Palestine
L’état d’Israël contre le peuple juif
Eva Illouz
Orban,
left, and Netanyahu, in Jerusalem in
July 2018. Crédit ; DEBBIE HILL / AFP
Vendredi 21 septembre 2018
Israël s’aligne sur un régime
nationaliste, voire antisémite, un
régime après l’autre. Où cela mène-t-il
la communauté juive mondiale ?
Par Eva Illouz, 13 septembre 2018
Un tremblement de
terre secoue discrètement le monde juif.
Au 18ème siècle,
les juifs ont commencé à jouer un rôle
décisif dans la promotion de
l’universalisme, car l’universalisme
leur a promis le rachat de leur
soumission politique. Grâce à
l’universalisme, les Juifs pouvaient en
principe être libres et égaux à ceux qui
les avaient dominés. C’est pourquoi,
dans les siècles qui ont suivi, les
Juifs ont participé à un nombre
disproportionné de causes communistes et
socialistes. C’est aussi pour cette
raison que les Juifs étaient des
citoyens modèles de pays tels que la
France ou les États-Unis, avec des
constitutions universalistes.
L’histoire des
Juifs en tant que promoteurs des valeurs
des Lumières et des valeurs
universalistes touche à sa fin. Nous
sommes les témoins stupéfaits des
nouvelles alliances entre Israël, les
factions orthodoxes du judaïsme dans le
monde entier et le nouveau populisme
mondial dans lequel l’ethnocentrisme et
même le racisme occupent une place
indéniable.

* Défi A: Combien de lignes des enregistrements contiennent la chaîne « pane » ? Donnez uniquement ce nombre.
L'article et les enregistrements n'ont aucun lien entre eux.

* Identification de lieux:
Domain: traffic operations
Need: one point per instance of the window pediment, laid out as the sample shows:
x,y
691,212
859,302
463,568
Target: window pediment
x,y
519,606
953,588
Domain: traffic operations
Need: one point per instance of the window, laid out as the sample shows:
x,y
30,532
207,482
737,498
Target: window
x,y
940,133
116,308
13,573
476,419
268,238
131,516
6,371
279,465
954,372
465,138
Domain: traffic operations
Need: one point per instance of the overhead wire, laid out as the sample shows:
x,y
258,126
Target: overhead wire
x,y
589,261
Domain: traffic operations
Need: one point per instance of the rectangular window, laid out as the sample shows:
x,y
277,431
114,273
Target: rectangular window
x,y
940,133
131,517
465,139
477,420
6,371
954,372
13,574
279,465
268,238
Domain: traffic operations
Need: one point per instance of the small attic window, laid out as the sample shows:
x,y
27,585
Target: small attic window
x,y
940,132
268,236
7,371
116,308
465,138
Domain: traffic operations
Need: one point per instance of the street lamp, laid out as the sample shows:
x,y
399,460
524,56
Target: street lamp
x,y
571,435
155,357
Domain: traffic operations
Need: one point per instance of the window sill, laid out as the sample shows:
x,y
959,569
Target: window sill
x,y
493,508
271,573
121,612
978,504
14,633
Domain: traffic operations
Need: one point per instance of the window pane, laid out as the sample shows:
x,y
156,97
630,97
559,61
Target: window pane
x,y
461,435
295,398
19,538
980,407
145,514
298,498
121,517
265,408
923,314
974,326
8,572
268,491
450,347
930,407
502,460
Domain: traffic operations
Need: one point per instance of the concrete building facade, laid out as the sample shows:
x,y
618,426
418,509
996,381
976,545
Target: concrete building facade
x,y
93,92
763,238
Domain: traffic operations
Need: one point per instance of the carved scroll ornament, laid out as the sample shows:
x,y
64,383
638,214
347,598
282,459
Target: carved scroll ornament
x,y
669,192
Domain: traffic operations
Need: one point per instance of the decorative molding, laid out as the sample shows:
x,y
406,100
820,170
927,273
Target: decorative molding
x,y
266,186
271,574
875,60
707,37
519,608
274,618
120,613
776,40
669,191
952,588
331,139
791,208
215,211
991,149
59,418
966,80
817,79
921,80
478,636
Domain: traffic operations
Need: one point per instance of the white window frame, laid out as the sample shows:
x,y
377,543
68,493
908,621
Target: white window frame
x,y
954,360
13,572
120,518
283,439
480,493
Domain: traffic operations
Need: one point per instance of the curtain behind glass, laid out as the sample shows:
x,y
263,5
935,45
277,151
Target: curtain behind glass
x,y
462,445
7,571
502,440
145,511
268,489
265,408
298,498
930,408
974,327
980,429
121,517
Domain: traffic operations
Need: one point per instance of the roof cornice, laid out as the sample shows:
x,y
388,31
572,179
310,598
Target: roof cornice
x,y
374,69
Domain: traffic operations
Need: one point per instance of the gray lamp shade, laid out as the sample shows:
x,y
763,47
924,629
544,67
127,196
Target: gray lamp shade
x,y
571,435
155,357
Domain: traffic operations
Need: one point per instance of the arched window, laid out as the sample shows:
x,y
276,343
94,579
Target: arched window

* Défi B: Reproduisez fidèlement un passage de l'article en commençant aux mots « L’histoire des » et en vous arrêtant après « indéniable. ».

* Réponse complète A: 2

* Réponse complète B:
L’histoire des
Juifs en tant que promoteurs des valeurs
des Lumières et des valeurs
universalistes touche à sa fin. Nous
sommes les témoins stupéfaits des
nouvelles alliances entre Israël, les
factions orthodoxes du judaïsme dans le
monde entier et le nouveau populisme
mondial dans lequel l’ethnocentrisme et
même le racisme occupent une place
indéniable.